* _Given request 1_
In the text on the country band Wild Horses, what was the highest position that "I Will Survive" reached on Billboard Hot Country Songs?

--- start Excerpted text ---

- Also known as: NuWest
- Origin: Temple, Texas, United States
- Genres: Country
- Years active: 1990–2008
- Labels: Epic, Persimmon
- Past members: Rich Fabec Steven Kellough Michael Blake Mahler Ralph McCauley Angela Rae Lon Holland Joe Lee Koenig Chris Sigmon

= Wild Horses (American country band) =

American country music band

Wild Horses, formerly NuWest, was an American country music band from Temple, Texas. The band was composed of Angela Rae (lead vocals) and Michael Blake Mahler (guitar), who were wife and husband, along with Rich Fabec (guitar), Stephen Kellough (bass guitar), and Ralph McCauley (drums). Fabec was later replaced by Joe Lee Koenig, with Lon Holland (keyboards) and Chris Sigmon (steel guitar) joining as well. In 2001, the band was featured on the compilation Dancin' with Thunder, which included their song "I Will Survive". This song charted on Billboard Hot Country Songs in 2001.

==History==
The band was founded in 1990 in Temple, Texas, as NuWest. It initially consisted of lead vocalist Angela Rae and her husband Michael Blake Mahler on guitar, along with guitarist Rich Fabec, bass guitarist Stephen Kellough, and drummer Ralph McCauley. In 1993, they competed in Country Caravan, a talent competition held by Jim Beam. This led to them being selected by a number of talent booking agents, one of whom selected them as the first act to perform at Bally's Casino (now 1st Jackpot Casino Tunica) in Tunica, Mississippi, when it opened in 1995. They also became regular performers at Sweetwater Inn, a bar in Kellough's hometown of Golconda, Illinois.

In 1996, the band changed its name to Wild Horses after discovering other acts had similar names to NuWest. At this point they had been in negotiations with Warner Records, but these negotiations were canceled. They also submitted a demo to Blue Eyed Records, an independent label started by Dolly Parton, in 1996. Throughout the 1990s, the band was in negotiations with Mercury Records and Atlantic Records, but was never signed to either. In February 2001, they submitted a demo to Epic Records Nashville, working with producer Joe Scaife to do so. By 2001, Joe Lee Koenig (a childhood friend of Rae and Mahler) had replaced Fabec as second guitarist, and keyboardist Lon Holland and steel guitarist Chris Sigmon had joined as well. The band's song "I Will Survive" was included on the 2001 compilation album Dancin' with Thunder, a multi-artist compilation released by Epic Records in association with Professional Bull Riders. "I Will Survive" charted for eleven weeks on Billboard Hot Country Songs, peaking at number 46. By June, the band began working on a debut album for Epic, and the label had selected a song called "When Will You Love Me Again" with the intent of sending it to country radio as a single. However, Wild Horses was dropped Epic in August 2002 due to a label re-structuring, which also led to Koenig leaving.

--- end Excerpted text ---

* _Given request 2_
State how many lines of the listing contain the string "orange". Provide only the number.

--- start Available records ---

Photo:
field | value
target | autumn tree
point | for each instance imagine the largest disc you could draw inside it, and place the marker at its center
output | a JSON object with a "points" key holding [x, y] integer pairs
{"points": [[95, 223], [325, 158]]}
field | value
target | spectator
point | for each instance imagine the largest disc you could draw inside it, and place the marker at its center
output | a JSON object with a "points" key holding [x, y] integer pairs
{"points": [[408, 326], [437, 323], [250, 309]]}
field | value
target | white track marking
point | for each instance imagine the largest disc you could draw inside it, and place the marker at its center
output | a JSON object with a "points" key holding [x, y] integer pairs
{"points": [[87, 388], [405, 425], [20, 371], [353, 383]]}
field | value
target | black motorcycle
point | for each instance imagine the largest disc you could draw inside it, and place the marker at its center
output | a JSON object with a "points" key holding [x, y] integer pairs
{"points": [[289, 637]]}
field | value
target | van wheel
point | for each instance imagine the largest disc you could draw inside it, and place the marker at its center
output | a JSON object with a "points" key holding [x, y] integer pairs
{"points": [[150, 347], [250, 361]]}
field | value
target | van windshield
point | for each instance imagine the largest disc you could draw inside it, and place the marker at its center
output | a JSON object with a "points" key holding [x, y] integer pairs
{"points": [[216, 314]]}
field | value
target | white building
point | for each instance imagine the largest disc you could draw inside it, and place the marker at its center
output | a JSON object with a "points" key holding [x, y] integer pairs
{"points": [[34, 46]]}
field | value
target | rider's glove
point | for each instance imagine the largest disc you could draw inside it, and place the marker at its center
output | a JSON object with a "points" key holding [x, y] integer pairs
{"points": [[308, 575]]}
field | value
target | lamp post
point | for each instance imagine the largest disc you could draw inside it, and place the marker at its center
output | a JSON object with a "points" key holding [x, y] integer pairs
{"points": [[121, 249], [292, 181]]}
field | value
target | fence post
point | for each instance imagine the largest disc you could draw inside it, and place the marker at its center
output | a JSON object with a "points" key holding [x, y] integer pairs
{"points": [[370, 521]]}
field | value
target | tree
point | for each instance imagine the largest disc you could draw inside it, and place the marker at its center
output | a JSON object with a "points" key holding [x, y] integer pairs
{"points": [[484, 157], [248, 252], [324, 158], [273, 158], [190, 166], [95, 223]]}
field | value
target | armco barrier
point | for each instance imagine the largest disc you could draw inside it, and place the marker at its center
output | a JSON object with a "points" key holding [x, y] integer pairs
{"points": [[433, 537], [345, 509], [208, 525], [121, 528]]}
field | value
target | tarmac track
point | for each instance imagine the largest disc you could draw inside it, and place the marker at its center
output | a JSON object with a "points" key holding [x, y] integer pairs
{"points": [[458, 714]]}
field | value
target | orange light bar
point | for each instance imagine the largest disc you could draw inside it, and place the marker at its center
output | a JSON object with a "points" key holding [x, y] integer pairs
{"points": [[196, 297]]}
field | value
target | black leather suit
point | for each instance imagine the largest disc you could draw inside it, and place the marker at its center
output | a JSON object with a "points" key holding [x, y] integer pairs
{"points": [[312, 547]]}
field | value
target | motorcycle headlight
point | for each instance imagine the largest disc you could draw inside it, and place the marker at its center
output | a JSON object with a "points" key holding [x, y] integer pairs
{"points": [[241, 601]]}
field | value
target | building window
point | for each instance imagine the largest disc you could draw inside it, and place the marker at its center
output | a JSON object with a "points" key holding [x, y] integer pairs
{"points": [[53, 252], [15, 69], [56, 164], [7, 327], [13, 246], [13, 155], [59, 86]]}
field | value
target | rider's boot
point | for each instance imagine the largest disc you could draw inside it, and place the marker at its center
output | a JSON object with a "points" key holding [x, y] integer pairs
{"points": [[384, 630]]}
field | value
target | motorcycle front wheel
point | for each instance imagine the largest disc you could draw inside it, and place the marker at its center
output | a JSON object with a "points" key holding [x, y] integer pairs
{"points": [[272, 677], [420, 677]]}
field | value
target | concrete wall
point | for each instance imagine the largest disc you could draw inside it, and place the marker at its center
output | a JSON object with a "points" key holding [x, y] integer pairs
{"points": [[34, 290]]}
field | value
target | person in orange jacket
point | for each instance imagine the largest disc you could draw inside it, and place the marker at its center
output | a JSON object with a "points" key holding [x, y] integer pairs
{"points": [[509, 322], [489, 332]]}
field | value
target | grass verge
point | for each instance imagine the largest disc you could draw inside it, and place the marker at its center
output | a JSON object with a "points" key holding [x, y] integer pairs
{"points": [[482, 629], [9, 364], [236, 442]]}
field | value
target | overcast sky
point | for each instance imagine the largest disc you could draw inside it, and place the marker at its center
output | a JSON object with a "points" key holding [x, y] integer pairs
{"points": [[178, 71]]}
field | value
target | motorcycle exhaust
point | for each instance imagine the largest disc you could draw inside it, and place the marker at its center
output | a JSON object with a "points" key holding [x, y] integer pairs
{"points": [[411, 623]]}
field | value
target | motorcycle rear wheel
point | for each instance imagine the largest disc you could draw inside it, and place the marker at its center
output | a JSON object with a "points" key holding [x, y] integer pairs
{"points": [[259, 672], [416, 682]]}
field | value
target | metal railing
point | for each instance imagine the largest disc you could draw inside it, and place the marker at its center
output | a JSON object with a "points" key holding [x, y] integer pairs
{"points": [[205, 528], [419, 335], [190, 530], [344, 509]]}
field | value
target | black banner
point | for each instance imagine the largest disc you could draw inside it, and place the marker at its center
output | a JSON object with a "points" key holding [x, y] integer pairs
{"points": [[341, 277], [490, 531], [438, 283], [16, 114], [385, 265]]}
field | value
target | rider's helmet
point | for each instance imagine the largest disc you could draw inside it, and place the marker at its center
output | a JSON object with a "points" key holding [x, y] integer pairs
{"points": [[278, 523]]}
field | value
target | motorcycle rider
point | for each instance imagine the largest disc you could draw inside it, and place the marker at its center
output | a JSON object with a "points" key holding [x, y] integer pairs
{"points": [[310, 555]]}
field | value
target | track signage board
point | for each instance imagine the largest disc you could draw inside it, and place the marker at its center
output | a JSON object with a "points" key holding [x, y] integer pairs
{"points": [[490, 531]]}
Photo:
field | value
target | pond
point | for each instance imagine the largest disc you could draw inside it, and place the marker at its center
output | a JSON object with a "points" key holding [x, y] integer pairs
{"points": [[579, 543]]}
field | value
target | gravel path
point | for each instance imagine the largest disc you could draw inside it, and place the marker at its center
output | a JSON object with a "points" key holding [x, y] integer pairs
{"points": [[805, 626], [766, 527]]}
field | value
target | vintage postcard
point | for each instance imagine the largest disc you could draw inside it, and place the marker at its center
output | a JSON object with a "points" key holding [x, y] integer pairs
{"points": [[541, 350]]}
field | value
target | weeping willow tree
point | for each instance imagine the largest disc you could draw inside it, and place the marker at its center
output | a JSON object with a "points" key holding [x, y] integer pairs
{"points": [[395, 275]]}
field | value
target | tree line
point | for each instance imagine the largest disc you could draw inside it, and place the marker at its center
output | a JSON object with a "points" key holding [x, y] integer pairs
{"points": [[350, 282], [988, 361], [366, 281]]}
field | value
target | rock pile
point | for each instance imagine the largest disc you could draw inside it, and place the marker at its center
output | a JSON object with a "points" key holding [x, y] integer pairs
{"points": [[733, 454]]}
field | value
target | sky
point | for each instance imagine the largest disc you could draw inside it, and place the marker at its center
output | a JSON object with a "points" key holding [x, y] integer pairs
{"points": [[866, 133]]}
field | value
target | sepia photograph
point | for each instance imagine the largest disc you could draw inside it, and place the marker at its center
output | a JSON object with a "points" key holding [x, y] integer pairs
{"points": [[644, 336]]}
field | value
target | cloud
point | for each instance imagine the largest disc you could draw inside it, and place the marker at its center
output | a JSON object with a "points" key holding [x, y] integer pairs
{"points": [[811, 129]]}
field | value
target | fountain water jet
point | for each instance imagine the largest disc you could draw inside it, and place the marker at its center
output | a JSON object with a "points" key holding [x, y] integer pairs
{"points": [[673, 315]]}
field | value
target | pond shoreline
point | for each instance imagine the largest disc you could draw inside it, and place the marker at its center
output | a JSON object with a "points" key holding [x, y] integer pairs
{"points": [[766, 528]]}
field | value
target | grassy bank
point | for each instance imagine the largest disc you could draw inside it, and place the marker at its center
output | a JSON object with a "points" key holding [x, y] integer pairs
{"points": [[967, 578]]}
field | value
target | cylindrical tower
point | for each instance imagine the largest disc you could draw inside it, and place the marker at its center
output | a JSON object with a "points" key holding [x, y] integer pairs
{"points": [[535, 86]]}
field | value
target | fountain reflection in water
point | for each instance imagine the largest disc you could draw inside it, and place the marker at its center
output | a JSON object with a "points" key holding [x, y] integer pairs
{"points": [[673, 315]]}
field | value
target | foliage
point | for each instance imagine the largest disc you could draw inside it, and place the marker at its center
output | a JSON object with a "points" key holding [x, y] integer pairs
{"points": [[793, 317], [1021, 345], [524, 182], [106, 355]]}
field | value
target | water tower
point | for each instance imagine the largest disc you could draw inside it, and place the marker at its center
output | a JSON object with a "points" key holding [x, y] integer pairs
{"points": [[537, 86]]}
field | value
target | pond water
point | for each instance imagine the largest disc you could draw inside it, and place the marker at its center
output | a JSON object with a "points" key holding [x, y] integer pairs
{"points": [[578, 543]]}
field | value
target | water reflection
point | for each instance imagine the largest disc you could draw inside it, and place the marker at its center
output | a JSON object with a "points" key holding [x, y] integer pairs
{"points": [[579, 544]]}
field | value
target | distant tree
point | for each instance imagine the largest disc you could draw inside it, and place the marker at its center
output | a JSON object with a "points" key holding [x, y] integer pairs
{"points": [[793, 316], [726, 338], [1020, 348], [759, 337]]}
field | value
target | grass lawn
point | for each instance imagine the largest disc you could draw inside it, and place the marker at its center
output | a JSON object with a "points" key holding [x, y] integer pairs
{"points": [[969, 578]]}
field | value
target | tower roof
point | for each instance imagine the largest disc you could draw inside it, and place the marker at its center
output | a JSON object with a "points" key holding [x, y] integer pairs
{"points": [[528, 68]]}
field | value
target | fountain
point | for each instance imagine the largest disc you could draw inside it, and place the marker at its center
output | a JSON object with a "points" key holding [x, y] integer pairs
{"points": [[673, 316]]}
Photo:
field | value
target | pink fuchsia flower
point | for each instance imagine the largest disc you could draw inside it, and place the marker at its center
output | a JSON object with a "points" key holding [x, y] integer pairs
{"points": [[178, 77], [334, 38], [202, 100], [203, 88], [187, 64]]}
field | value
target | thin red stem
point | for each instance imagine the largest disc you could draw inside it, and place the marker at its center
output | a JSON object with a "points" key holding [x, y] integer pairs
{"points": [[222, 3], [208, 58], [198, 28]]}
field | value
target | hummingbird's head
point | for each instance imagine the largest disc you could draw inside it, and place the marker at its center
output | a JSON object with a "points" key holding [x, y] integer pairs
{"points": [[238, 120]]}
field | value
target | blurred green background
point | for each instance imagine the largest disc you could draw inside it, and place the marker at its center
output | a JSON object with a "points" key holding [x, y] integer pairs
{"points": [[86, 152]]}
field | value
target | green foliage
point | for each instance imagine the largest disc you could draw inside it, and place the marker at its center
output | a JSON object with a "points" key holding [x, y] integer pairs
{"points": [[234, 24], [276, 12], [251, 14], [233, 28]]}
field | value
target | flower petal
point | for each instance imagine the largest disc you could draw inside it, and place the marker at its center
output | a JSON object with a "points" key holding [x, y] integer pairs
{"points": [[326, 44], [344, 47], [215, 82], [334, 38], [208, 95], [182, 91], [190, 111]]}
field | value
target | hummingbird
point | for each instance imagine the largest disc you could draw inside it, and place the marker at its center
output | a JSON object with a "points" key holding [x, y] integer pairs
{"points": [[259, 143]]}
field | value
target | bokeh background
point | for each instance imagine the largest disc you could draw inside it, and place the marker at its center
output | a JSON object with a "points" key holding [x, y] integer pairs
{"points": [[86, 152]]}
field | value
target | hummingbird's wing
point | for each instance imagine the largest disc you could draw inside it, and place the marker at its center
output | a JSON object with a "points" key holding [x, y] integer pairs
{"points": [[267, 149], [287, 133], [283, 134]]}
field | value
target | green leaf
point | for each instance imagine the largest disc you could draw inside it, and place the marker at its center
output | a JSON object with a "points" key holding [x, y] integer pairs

--- end Available records ---

* _Correct result 1_
It peaked at number 46.

* _Correct result 2_
2